Exercise details
Please arrange the lines below as a JSON list of strings, one string per line and with blank lines left out. Begin at the line containing "Objective — one point per instance of the toyota" and continue through the end of the records.

Data listing
— start —

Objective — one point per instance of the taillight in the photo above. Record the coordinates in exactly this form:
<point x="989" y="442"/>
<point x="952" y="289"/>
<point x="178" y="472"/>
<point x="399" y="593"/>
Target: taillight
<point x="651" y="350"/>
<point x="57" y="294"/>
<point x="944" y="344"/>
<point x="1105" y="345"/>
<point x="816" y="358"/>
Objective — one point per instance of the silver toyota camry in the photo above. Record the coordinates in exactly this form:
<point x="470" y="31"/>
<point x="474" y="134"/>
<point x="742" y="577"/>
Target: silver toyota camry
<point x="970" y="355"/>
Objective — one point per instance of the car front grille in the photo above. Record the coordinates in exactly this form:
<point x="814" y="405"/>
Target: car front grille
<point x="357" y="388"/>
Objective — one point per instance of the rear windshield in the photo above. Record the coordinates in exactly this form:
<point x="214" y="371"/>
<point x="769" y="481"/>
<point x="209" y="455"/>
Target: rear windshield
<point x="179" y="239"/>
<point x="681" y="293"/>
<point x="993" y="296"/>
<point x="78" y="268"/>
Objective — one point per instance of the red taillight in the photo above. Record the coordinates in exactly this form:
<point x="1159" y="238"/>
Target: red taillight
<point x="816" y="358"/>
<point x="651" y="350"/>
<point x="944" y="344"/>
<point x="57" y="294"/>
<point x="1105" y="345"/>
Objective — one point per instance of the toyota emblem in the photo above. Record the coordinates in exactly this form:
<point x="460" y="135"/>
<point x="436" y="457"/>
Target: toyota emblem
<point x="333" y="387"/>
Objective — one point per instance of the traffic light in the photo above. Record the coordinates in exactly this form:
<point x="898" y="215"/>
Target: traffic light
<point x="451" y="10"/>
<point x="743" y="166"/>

— end —

Complete output
[
  "Objective — one point per instance of the toyota emblem in the photo above. Record the coordinates in exactly this form:",
  "<point x=\"460\" y=\"135\"/>",
  "<point x=\"436\" y=\"457\"/>",
  "Target: toyota emblem",
  "<point x=\"333\" y=\"387\"/>",
  "Objective — one point per instance of the traffic light in the photo above. Record the coordinates in exactly this form:",
  "<point x=\"898\" y=\"215\"/>",
  "Target: traffic light",
  "<point x=\"451\" y=\"10\"/>",
  "<point x=\"743\" y=\"166\"/>"
]